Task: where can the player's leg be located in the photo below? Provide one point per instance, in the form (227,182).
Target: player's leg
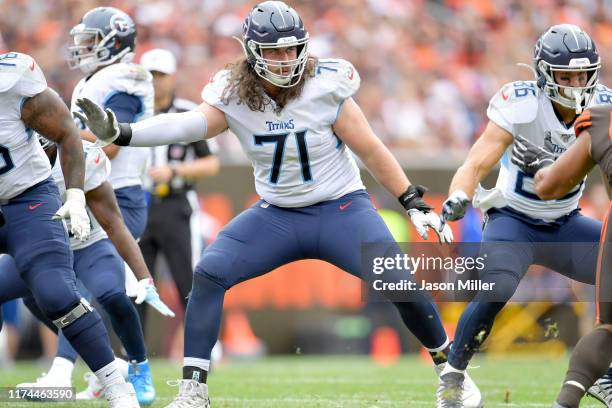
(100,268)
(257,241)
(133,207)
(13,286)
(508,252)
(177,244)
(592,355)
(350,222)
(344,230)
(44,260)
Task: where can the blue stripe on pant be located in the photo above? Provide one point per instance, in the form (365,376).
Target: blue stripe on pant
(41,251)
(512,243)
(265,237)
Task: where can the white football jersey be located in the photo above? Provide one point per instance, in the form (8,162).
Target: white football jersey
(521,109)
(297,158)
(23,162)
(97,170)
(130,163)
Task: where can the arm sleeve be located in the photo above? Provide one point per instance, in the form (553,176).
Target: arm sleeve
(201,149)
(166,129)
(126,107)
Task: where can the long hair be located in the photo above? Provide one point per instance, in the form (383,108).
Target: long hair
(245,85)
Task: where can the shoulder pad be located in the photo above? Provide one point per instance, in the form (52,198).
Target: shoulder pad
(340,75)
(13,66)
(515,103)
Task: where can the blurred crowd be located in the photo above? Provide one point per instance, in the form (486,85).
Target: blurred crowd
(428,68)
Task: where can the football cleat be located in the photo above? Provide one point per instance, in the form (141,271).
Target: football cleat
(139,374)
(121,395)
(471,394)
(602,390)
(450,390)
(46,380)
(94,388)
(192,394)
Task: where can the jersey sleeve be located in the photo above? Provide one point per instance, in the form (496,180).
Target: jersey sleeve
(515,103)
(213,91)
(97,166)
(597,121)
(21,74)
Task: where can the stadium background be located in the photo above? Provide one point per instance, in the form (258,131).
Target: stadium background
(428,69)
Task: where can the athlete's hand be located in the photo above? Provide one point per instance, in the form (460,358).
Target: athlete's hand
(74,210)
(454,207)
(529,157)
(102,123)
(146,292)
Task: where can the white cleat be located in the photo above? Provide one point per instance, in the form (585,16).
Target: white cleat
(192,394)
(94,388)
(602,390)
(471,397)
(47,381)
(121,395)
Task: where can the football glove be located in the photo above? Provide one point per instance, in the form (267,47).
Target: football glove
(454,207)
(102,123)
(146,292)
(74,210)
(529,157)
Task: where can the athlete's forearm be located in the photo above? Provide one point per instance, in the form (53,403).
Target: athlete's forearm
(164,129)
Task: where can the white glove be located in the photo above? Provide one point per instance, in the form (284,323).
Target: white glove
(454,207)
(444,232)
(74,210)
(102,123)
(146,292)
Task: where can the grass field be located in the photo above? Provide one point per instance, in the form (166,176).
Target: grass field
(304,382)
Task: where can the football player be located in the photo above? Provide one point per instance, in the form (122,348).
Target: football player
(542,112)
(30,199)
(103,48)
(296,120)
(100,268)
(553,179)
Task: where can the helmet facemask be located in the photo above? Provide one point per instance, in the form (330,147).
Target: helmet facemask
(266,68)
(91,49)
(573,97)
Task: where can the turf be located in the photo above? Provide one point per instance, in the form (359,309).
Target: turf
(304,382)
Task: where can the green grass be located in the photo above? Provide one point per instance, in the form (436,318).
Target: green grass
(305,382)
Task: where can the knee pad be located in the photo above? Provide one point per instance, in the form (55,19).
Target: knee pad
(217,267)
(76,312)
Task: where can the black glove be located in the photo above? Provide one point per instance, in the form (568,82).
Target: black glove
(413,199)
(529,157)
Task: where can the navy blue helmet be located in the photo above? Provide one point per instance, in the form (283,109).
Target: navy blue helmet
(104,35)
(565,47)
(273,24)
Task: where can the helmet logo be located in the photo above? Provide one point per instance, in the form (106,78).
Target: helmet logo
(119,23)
------------------------------------
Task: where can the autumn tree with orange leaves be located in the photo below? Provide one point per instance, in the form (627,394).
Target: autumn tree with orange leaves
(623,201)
------------------------------------
**Direction**
Please find every line in the items above that contains the word "athlete", and copy each of those lines in full.

**Full output**
Task: where can the athlete's hand be located in the photo above? Provide one point per instance, in the form (460,358).
Target: athlete's hand
Task: where can the athlete's forearm be located in the photo above? Provide one point per instance, in the form (53,403).
Target: athlete's forearm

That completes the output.